▶ _TASK INSTRUCTIONS_
Count the lines in the items below that contain the string "this", treating uppercase and lowercase as different, and give only the number.

▶ _RECORDED DATA_
Start

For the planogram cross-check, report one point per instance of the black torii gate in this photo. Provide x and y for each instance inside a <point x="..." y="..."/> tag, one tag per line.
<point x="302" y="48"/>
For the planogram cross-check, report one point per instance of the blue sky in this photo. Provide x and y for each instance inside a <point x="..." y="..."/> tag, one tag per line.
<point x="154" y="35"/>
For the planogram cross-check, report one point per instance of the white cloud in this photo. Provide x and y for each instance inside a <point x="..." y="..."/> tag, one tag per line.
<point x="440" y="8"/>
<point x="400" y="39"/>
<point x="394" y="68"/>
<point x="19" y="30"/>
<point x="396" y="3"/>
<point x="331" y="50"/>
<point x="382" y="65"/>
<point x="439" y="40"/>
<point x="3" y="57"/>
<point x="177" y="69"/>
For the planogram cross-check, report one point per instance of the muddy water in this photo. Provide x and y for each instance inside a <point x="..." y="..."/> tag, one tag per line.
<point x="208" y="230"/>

End
Start

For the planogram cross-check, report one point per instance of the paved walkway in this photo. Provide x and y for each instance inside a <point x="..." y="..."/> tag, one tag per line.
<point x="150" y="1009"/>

End

▶ _SOLVED EXERCISE_
5